• Given request: Please return every line of the records below that contains the word "holder".

[Annotation records]
>> start
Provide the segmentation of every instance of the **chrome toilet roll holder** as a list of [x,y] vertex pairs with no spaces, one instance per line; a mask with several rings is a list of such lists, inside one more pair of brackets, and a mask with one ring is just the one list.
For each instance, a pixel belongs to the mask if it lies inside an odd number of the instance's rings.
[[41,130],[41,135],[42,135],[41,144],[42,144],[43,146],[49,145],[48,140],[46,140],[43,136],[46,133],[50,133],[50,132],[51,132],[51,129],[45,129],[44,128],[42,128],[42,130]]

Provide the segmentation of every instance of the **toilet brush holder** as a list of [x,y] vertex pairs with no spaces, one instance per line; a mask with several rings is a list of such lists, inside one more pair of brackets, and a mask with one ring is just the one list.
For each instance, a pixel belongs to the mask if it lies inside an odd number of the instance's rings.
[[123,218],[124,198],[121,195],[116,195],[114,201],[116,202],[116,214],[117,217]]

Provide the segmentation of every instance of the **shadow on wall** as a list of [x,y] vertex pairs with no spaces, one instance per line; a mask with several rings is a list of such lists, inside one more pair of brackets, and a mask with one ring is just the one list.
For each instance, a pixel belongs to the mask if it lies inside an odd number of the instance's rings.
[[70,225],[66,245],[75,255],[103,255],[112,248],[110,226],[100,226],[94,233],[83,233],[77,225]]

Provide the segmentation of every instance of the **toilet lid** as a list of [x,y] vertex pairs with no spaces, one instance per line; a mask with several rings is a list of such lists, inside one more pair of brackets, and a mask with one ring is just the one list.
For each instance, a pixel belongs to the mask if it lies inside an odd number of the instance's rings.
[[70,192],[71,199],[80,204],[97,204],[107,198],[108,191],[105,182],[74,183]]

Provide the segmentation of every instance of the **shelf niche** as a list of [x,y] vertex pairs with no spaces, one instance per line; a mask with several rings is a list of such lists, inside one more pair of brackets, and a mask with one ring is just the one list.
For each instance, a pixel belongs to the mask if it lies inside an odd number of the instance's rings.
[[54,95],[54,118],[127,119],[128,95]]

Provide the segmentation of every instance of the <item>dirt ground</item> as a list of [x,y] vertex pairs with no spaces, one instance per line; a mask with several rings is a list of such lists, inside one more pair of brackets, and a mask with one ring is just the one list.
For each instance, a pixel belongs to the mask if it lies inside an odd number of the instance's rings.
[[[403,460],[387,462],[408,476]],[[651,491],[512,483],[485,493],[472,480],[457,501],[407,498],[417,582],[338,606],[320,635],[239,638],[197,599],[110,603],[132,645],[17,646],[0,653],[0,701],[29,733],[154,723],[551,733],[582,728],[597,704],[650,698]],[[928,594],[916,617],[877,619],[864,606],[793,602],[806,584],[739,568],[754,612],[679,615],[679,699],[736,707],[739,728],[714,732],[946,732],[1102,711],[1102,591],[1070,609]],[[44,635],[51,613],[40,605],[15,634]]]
>> end
>> start
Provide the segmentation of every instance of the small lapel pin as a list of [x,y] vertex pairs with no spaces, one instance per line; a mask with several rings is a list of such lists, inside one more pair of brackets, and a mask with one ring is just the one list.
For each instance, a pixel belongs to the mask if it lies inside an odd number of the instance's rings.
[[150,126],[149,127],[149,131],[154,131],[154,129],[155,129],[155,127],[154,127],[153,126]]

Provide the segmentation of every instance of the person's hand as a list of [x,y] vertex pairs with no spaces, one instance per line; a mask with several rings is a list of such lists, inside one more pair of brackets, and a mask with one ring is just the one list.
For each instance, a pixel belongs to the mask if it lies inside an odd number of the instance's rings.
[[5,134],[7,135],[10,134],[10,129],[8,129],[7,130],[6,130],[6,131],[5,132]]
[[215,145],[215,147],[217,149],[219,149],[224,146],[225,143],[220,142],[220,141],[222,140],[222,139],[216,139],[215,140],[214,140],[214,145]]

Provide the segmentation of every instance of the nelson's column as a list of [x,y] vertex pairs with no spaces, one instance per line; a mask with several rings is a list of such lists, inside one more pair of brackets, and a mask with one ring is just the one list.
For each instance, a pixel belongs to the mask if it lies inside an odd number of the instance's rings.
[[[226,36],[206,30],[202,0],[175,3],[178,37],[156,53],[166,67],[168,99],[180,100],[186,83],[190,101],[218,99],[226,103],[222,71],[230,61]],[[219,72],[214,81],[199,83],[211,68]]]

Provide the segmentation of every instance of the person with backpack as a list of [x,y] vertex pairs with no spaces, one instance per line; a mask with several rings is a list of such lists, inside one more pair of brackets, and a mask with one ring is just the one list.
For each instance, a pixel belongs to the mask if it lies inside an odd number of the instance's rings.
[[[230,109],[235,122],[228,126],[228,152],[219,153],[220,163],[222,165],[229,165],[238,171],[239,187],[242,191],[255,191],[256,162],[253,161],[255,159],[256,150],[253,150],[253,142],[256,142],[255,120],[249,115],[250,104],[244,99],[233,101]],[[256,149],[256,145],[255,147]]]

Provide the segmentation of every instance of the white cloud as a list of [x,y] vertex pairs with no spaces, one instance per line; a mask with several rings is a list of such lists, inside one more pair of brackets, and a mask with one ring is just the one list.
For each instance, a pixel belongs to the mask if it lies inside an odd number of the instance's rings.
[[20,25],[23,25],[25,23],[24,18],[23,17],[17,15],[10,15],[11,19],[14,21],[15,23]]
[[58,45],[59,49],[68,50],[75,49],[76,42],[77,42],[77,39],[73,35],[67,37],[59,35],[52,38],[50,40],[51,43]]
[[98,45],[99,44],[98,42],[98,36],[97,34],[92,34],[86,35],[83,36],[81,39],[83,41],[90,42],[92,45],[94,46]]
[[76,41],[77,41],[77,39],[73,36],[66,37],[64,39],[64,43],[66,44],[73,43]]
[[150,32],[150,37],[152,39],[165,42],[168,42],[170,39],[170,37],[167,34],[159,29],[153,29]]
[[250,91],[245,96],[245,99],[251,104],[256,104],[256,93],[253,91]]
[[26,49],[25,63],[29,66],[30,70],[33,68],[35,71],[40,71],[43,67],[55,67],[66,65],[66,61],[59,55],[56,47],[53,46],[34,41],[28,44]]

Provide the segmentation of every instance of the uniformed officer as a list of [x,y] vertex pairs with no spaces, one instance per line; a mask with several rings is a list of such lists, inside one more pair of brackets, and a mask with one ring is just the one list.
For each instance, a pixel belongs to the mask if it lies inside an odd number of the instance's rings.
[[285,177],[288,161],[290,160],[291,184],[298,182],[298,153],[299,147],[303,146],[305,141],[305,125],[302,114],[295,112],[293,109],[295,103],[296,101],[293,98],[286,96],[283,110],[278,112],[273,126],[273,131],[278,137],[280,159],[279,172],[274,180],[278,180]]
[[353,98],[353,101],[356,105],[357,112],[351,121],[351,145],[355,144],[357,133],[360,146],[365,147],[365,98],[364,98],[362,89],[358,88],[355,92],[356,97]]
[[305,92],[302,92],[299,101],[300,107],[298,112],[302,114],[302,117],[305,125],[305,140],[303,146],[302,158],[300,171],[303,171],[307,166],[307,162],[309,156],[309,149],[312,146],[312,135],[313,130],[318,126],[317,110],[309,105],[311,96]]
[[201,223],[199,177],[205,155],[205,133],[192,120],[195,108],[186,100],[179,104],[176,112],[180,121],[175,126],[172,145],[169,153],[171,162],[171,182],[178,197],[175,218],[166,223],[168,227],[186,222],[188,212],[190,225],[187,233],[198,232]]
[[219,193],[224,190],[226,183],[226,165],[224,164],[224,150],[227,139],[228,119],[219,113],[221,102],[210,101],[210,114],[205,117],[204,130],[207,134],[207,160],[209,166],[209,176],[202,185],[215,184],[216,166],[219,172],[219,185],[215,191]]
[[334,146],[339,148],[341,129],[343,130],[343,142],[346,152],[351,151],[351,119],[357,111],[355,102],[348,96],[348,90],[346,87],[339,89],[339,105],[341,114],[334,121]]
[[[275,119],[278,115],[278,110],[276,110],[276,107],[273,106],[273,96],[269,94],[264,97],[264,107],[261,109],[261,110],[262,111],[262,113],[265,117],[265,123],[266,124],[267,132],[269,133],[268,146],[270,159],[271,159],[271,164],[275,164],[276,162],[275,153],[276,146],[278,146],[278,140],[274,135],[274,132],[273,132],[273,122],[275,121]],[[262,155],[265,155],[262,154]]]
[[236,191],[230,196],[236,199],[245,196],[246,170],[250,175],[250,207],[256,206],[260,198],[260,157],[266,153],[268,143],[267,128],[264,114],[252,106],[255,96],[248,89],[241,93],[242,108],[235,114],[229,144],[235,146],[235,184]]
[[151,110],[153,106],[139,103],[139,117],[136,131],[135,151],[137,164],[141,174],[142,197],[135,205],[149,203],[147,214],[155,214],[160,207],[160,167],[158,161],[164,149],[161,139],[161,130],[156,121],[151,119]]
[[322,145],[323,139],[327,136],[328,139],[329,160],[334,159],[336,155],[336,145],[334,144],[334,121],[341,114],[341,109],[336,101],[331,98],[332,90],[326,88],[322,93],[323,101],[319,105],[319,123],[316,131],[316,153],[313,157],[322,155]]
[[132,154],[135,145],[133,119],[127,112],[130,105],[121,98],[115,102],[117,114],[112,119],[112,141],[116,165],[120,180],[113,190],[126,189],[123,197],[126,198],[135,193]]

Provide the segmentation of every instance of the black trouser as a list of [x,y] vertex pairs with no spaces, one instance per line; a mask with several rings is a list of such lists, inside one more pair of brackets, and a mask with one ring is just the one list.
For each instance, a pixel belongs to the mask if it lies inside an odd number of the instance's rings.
>> end
• Solution to this task:
Provide the segmentation of every instance of the **chrome toilet roll holder** as a list of [x,y] vertex pairs with no spaces, one instance per line; a mask with several rings is a list of such lists, inside one more pair of brackets, and a mask with one ring is just the one list.
Provide the segmentation of every instance of the **toilet brush holder** as a list of [x,y] vertex pairs with no spaces, one instance per line; a mask with several rings is a list of such lists, inside one more pair of brackets, and a mask with one ring is just the one list.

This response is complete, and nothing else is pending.